**Input data:**
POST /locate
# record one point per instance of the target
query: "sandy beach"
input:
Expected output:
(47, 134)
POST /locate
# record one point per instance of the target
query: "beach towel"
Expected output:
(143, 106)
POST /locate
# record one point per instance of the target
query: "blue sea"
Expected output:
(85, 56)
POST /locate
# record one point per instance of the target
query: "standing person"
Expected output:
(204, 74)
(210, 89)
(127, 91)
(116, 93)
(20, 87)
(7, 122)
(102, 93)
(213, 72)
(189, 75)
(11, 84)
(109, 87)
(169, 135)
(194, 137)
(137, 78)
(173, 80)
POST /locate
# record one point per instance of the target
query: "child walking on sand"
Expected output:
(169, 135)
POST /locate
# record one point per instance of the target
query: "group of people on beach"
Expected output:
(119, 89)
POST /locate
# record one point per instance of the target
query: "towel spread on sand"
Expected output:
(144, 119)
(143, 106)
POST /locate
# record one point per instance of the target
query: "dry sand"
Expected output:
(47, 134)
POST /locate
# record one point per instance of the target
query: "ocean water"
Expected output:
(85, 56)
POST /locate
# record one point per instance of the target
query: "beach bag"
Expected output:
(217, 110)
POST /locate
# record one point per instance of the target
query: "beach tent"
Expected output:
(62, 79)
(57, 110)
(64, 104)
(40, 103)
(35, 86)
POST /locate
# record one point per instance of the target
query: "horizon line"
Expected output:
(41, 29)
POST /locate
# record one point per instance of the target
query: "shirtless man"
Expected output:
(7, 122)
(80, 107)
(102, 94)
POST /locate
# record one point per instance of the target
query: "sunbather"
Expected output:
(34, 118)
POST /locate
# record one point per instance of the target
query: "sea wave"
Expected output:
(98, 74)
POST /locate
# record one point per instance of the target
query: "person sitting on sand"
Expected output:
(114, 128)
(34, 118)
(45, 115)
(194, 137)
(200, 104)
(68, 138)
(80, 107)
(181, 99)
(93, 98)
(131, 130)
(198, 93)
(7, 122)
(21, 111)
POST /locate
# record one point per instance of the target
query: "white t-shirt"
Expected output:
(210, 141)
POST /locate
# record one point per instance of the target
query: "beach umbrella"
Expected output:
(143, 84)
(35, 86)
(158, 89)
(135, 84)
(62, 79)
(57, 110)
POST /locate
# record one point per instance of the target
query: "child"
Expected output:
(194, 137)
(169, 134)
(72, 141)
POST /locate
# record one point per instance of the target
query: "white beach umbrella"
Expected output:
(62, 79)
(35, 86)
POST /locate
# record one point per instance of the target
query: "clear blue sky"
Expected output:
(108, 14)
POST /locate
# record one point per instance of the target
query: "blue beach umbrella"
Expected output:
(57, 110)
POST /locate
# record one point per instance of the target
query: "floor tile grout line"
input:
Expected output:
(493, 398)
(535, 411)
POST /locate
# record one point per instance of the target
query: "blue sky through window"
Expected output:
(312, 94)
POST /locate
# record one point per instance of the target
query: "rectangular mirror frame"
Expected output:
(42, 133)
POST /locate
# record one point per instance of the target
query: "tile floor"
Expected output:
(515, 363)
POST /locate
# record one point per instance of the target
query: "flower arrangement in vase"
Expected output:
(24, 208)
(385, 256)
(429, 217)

**Written exercise:**
Write out every entry exactly as given.

**Reply:**
POST /locate
# record one point per instance of the target
query: "sandy beach"
input:
Expected output:
(47, 134)
POST /locate
# record one point per instance of the target
query: "beach towel"
Expected output:
(143, 106)
POST /locate
# record one point per instance of the target
query: "blue sea"
Expected output:
(85, 56)
POST /locate
# record one point per instance of the target
query: "standing person"
Expected output:
(204, 74)
(210, 89)
(127, 91)
(116, 93)
(20, 87)
(7, 122)
(102, 93)
(213, 72)
(189, 75)
(11, 84)
(109, 87)
(169, 135)
(194, 137)
(137, 78)
(173, 80)
POST /locate
# record one point per instance of the target
query: "child walking on sand"
Expected output:
(169, 135)
POST /locate
# record one point per instance of the target
query: "group of people on beach"
Expected output:
(119, 89)
POST /locate
# record one point per instance of the target
query: "towel spread on sand"
Expected output:
(144, 119)
(143, 106)
POST /locate
# record one point per instance of the target
query: "dry sand"
Expected output:
(47, 134)
POST /locate
# record one point per instance of the target
query: "ocean water"
Expected output:
(85, 56)
POST /locate
# record one point per instance of the target
query: "beach bag"
Expected output:
(217, 110)
POST /locate
# record one point per instance of the target
query: "beach tent"
Expected output:
(62, 79)
(57, 110)
(64, 104)
(40, 103)
(35, 86)
POST /locate
# record one point per instance of the target
query: "horizon line"
Expected output:
(41, 29)
POST /locate
# record one point per instance of the target
query: "shirtless man"
Expected output:
(7, 122)
(80, 107)
(102, 94)
POST /locate
# record one point per instance of the target
query: "sunbather"
Expected output:
(34, 118)
POST /locate
# record one point per instance of the target
query: "sea wave"
Expected output:
(98, 74)
POST /locate
# record one point per instance of the target
query: "person sitting on sand"
Expected output:
(114, 128)
(34, 118)
(45, 115)
(194, 137)
(200, 104)
(68, 138)
(80, 107)
(181, 99)
(93, 98)
(131, 130)
(198, 93)
(7, 122)
(21, 111)
POST /locate
# record one point per instance of the target
query: "white t-shirt"
Expected output:
(210, 141)
POST /locate
# record one point per instance of the target
query: "beach umbrella"
Expected output:
(143, 84)
(35, 86)
(158, 89)
(135, 84)
(62, 79)
(57, 110)
POST /locate
# record one point per instance of the target
query: "child"
Expected output:
(194, 137)
(169, 134)
(72, 141)
POST /locate
# record one point per instance of the target
query: "white beach umbrella"
Expected output:
(62, 79)
(35, 86)
POST /locate
# record one point per instance of the target
query: "clear blue sky"
Expected output:
(108, 14)
POST /locate
# record one point per instance of the target
query: "blue beach umbrella"
Expected output:
(57, 110)
POST /locate
# record one point per instance of the target
query: "floor tile grout line"
input:
Expected output:
(493, 398)
(535, 411)
POST /locate
# record one point per instance of the target
query: "blue sky through window"
Expected output:
(312, 94)
POST /locate
# record one point per instance of the target
query: "rectangular mirror frame"
Expected output:
(42, 133)
POST /locate
# record one point per instance of the target
query: "tile floor"
Expected output:
(515, 363)
POST /locate
# record one point per instance of the target
query: "flower arrangement in vase"
Expected output:
(24, 208)
(385, 256)
(429, 217)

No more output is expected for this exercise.